* **Task directions**
Word for word, repeat the lines of the records from the one containing "of the hedge" through the last line, both included.

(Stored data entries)
-- Opening Marker --
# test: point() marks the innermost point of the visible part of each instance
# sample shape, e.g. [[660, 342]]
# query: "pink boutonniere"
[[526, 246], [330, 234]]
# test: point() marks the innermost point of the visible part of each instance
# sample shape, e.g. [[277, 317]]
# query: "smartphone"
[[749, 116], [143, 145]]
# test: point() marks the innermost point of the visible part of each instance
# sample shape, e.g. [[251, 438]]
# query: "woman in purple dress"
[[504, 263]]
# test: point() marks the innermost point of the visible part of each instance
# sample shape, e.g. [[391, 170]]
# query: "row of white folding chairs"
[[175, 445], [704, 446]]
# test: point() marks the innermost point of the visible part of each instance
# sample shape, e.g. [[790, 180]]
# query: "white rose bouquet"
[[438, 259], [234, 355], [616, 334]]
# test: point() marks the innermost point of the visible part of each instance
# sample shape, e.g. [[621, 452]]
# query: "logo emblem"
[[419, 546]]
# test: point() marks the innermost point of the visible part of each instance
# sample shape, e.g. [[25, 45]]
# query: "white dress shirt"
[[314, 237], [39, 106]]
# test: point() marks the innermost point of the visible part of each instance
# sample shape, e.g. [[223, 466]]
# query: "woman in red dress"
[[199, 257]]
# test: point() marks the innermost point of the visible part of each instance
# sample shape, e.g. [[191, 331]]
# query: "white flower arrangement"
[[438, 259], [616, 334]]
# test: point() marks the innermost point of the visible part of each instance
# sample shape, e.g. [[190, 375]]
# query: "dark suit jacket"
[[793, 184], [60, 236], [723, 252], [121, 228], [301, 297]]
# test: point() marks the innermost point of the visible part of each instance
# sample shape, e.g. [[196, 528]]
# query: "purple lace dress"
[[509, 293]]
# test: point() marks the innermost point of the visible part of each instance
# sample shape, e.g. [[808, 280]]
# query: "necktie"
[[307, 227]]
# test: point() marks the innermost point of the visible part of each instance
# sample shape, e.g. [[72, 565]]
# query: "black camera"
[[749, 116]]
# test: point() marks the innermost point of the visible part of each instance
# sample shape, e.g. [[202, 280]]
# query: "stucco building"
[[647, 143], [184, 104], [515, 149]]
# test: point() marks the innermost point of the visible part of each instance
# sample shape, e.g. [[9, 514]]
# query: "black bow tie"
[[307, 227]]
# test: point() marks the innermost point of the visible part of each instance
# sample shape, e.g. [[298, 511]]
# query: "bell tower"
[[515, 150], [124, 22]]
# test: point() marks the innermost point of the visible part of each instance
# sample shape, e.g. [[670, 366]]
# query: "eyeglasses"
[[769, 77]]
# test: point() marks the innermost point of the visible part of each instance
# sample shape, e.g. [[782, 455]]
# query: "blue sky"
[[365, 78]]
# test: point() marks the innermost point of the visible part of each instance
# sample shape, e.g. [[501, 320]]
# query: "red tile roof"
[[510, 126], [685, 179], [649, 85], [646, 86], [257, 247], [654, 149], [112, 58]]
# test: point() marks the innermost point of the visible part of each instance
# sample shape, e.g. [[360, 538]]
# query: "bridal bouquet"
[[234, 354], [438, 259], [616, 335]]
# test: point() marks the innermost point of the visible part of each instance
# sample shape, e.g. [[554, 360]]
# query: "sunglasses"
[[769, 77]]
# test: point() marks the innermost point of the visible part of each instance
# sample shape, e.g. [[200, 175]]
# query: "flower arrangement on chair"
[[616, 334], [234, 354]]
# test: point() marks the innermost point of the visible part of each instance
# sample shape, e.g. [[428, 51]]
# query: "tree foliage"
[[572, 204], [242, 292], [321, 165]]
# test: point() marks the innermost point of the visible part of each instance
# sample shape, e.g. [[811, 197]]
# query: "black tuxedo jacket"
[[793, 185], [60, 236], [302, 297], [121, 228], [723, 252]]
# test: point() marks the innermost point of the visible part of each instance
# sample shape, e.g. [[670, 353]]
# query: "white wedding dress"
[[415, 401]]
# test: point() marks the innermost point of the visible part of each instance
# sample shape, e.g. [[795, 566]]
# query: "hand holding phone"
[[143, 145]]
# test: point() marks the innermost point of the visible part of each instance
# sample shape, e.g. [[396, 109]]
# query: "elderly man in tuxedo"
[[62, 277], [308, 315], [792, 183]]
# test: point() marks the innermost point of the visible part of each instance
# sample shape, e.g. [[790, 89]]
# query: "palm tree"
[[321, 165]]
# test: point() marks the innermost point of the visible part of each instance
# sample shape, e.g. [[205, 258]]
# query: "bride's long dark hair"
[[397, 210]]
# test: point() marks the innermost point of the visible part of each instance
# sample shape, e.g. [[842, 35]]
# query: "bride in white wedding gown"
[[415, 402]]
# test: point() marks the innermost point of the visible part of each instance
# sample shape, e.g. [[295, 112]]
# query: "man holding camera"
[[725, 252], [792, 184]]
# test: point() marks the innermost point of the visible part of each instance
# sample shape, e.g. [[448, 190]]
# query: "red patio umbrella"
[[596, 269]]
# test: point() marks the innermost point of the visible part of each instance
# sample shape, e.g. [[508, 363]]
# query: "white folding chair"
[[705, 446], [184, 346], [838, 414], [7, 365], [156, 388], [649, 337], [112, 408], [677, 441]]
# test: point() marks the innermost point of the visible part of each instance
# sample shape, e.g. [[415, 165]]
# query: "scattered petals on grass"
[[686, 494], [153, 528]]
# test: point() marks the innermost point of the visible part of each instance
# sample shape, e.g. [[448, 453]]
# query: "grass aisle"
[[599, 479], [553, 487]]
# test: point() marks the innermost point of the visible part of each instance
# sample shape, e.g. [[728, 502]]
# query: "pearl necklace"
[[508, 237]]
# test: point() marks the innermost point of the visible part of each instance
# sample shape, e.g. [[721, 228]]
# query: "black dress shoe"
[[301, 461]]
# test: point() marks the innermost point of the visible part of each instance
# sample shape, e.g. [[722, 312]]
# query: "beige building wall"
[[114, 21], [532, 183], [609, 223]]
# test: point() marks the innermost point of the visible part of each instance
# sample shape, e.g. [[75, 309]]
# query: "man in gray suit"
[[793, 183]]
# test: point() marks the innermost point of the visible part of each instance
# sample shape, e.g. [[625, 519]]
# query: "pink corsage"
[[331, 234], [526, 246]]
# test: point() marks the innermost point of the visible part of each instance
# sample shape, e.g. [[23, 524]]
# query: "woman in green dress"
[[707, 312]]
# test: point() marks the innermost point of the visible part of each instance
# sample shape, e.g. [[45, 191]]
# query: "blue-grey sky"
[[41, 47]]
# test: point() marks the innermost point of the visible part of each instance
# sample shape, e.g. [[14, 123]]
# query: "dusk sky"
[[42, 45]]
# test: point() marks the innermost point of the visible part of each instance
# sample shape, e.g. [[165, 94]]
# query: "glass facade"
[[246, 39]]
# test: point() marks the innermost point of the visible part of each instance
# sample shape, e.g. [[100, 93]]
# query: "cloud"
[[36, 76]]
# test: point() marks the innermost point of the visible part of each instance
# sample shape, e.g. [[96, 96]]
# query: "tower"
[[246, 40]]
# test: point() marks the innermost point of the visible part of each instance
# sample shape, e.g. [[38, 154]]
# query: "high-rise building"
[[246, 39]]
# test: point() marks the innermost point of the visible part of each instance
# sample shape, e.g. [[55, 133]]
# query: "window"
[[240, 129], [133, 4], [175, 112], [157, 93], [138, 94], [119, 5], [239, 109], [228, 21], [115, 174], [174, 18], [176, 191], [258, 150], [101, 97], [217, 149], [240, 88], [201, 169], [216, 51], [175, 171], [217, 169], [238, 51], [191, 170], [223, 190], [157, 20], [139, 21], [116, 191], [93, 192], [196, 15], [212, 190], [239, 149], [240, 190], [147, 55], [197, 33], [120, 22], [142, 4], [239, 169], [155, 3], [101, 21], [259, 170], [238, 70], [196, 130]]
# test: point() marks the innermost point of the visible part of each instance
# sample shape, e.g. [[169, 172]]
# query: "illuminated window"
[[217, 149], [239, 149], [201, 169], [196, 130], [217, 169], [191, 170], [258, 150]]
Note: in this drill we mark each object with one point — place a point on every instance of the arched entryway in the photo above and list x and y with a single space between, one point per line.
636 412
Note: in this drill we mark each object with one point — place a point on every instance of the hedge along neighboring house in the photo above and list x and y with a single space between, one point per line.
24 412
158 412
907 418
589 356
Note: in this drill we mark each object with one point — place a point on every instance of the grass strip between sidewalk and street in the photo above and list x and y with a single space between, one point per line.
-- Closing Marker --
* **Written answer**
Note: in this drill we mark each object with one point — place a point on every instance of the hedge along neighboring house in the photo above and list x and y with a single space between, one point per line.
24 412
158 412
907 418
589 356
Note: in this drill we mark each object with one point — place a point on every instance of the grass strip between sidewalk and street in the photo above and list x and y with a single space between, one point per line.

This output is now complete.